▶ YOUR TASK: From the entries below, give the number of lines where the word "blue" occurs, and nothing else.

Point localization data
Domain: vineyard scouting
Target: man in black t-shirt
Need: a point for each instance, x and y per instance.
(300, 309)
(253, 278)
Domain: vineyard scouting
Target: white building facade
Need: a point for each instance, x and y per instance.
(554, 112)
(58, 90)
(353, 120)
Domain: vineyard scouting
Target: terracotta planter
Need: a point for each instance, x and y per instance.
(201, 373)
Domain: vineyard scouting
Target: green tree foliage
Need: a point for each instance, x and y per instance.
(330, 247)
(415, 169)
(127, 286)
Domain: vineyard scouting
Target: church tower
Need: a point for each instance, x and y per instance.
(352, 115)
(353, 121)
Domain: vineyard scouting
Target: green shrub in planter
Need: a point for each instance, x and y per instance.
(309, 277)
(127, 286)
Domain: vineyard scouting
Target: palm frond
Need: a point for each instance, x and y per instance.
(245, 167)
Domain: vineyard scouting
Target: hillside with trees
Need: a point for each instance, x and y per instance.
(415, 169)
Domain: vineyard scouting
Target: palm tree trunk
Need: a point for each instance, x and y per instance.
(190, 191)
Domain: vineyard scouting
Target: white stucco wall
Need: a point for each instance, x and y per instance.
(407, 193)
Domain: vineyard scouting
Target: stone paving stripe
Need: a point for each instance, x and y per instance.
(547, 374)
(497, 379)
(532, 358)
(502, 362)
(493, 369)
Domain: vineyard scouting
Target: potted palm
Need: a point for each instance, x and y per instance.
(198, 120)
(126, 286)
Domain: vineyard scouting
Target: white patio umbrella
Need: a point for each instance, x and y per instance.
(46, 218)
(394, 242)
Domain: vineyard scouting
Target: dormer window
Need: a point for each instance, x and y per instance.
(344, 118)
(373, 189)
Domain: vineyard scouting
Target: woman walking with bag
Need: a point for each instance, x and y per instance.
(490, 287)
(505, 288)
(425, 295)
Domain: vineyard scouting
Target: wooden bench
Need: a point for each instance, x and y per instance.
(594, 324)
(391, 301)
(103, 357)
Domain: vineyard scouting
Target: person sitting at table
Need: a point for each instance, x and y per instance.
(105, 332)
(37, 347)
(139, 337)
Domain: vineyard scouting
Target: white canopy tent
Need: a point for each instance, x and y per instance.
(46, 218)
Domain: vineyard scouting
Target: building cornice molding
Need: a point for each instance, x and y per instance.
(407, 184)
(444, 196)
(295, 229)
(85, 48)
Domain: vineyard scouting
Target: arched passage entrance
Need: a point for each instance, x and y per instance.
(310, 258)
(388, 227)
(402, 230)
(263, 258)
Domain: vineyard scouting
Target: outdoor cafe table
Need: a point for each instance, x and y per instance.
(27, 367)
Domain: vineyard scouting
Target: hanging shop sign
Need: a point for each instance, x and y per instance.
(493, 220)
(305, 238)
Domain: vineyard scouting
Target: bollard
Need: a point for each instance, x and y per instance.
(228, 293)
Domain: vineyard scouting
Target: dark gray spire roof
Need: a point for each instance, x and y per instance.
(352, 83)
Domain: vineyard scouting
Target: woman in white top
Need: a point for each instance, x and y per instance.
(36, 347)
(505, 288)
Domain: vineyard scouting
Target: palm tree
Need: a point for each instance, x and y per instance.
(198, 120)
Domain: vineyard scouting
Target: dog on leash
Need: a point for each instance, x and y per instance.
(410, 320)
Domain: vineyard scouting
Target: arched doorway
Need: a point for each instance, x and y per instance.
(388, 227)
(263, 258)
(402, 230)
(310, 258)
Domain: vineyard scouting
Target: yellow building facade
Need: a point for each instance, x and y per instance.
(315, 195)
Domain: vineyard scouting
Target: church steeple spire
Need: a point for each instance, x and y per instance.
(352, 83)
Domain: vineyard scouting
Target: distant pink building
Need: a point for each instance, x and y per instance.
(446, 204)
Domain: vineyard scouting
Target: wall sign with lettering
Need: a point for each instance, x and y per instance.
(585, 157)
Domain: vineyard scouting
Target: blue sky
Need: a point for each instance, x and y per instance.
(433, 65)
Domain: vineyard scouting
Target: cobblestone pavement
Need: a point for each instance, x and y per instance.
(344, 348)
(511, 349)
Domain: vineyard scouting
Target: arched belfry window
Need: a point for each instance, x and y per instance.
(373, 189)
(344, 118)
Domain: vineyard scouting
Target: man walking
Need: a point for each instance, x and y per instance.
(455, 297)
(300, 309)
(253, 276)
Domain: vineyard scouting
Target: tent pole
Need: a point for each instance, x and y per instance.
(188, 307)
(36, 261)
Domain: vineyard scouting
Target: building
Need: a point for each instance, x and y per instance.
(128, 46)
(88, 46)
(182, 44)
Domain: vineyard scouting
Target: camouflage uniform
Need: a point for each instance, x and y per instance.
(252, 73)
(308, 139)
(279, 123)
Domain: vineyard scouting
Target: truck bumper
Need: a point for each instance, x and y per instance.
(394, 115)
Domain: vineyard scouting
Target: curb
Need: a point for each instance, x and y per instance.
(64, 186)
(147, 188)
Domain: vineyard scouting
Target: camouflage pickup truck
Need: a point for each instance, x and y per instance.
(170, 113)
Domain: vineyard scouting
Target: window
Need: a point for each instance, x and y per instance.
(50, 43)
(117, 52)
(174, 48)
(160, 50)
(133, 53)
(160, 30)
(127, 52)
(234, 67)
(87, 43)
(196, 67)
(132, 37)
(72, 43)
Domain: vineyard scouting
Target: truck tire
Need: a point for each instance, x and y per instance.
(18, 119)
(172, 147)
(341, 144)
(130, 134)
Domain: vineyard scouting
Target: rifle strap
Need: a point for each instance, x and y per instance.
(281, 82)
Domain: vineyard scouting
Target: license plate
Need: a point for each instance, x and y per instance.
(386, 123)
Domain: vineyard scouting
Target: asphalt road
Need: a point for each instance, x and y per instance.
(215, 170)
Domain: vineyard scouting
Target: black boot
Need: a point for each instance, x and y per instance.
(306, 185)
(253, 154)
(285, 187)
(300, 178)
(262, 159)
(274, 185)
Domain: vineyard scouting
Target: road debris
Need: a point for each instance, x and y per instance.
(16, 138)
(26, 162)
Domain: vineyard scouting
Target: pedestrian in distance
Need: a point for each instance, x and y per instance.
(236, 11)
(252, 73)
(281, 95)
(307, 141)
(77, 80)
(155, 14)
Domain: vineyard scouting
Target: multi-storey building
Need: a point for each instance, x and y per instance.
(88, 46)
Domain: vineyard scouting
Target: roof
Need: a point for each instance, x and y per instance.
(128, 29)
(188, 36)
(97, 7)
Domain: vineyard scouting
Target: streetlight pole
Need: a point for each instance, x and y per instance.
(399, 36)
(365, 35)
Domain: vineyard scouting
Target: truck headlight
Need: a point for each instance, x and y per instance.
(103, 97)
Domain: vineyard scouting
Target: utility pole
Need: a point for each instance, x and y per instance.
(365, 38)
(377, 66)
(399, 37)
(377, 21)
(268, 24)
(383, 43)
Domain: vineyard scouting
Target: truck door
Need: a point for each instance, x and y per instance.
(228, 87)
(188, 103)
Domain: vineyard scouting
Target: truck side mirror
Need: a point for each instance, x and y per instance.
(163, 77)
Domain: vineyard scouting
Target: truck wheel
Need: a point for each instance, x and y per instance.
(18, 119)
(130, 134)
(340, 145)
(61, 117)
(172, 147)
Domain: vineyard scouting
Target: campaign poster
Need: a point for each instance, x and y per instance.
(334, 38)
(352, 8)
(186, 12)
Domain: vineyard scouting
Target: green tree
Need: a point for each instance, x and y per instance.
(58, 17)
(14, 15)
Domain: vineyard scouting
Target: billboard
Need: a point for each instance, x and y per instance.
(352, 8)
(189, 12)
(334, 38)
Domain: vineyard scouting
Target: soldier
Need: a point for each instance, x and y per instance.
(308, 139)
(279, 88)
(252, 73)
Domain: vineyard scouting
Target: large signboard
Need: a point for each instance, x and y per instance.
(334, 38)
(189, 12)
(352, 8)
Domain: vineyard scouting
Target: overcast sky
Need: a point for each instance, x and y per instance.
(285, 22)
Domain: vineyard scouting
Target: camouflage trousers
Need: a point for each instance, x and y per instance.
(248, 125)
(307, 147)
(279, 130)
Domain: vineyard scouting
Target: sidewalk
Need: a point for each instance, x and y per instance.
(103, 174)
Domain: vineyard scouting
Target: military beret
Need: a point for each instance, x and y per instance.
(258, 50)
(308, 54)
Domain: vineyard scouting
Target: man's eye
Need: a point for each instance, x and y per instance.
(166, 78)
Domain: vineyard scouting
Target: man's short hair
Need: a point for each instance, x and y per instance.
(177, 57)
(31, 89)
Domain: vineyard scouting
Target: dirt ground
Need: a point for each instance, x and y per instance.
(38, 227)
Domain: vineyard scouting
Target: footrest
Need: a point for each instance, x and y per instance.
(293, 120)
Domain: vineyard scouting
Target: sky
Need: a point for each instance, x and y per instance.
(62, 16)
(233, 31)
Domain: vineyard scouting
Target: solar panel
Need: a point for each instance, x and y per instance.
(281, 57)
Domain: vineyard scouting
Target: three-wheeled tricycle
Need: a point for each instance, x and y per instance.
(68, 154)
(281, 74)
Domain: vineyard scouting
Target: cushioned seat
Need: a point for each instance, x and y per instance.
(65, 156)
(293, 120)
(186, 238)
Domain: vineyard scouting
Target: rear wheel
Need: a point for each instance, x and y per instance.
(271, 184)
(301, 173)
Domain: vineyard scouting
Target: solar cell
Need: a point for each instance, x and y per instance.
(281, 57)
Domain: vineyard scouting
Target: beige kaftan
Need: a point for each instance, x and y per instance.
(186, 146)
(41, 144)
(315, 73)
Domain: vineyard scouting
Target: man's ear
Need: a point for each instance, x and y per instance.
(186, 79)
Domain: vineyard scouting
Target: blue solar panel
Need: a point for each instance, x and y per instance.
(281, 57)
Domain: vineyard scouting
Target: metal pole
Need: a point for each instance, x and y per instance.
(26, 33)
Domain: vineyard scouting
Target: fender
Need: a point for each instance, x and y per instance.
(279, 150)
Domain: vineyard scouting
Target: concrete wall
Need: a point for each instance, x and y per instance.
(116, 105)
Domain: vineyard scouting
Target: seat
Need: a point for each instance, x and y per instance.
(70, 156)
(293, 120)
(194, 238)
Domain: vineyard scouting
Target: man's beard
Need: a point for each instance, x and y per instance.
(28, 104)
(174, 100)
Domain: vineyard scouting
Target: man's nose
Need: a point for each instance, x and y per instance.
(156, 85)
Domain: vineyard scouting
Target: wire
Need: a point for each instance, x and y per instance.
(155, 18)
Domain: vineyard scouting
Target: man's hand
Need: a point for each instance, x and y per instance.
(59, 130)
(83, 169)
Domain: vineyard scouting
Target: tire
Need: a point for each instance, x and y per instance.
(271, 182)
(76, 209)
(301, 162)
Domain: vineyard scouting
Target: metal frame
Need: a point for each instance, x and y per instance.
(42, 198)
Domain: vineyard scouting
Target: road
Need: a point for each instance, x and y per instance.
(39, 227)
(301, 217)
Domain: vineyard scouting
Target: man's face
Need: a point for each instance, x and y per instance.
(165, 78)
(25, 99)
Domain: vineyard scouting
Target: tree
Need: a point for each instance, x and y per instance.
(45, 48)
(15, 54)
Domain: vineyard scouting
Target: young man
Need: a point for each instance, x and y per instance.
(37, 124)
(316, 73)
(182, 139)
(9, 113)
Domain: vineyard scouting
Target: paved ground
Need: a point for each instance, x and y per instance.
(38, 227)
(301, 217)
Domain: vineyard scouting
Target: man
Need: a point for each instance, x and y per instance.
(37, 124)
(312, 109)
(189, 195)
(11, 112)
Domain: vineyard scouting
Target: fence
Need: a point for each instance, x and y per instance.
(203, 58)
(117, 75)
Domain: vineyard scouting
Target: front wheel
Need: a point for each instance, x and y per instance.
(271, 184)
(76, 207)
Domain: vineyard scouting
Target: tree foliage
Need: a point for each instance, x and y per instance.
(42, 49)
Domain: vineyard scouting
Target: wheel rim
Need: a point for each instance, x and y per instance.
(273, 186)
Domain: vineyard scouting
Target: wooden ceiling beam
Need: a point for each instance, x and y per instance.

▶ EXPECTED OUTPUT: 2